Saved entries:
==*==
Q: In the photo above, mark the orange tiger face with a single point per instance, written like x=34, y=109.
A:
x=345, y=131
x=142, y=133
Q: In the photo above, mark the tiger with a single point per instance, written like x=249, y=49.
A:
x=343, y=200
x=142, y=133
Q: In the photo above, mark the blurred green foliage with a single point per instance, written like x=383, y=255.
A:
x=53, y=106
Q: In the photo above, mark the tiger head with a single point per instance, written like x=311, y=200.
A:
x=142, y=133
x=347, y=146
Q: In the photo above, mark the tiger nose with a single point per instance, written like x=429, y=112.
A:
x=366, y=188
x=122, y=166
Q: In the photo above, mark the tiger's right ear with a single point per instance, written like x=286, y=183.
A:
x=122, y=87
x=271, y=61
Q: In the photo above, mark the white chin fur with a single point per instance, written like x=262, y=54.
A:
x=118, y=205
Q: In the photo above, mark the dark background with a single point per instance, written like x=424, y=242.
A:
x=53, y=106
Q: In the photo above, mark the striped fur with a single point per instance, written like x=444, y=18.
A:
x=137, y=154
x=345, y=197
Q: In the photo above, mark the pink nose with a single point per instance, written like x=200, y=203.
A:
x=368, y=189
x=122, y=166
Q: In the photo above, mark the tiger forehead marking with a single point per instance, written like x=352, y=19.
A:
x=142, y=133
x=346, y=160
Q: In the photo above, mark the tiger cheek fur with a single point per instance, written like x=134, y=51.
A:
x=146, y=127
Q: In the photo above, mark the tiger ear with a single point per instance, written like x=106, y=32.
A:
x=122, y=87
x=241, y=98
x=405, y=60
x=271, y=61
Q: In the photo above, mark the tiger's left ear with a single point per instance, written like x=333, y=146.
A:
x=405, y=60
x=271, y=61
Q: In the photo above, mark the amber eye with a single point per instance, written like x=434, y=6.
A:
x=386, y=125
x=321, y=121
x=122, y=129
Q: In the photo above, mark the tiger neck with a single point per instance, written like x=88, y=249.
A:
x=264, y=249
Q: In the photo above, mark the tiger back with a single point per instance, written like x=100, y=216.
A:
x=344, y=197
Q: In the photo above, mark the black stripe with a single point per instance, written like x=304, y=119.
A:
==*==
To do: Where a line in the entries holds "nose", copy that line.

Output for this exercise:
Q: In the photo above, mark the tiger nose with a single point per instance, written like x=429, y=112.
Q: In the photo above, mark the pink nose with a single point per instance, written like x=200, y=203.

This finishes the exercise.